> _Assigned task_
Exact copy, no pictures: restate each entry below word for word.

(Stored data)
===
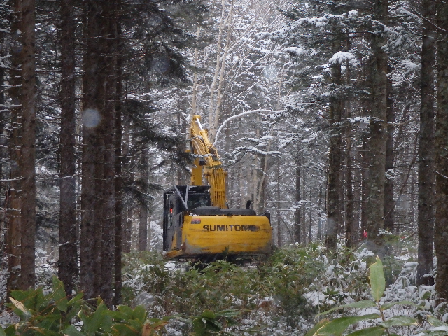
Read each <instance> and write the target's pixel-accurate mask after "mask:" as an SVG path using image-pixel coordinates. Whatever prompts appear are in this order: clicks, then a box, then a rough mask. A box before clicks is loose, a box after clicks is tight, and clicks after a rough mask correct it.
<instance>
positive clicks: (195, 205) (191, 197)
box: [188, 193, 212, 210]
mask: <svg viewBox="0 0 448 336" xmlns="http://www.w3.org/2000/svg"><path fill="white" fill-rule="evenodd" d="M210 205H212V202H211V199H210V193H194V194H190V195H189V197H188V209H189V210H194V209H196V208H198V207H201V206H210Z"/></svg>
===
> _Exercise output_
Read each <instance> and write the target's pixel-accurate mask after "mask:" as an SVG path using image-pixel coordinates. Whatever prompts appear are in this order: clicks, then a box, then a rough mask. A box before clicks is loose, a box after clicks is tight, and clicks after a rough mask correct it.
<instance>
positive clicks: (195, 205) (191, 197)
box: [188, 193, 212, 210]
mask: <svg viewBox="0 0 448 336" xmlns="http://www.w3.org/2000/svg"><path fill="white" fill-rule="evenodd" d="M210 205H212V202H211V199H210V193H194V194H190V195H189V197H188V209H189V210H194V209H196V208H198V207H201V206H210Z"/></svg>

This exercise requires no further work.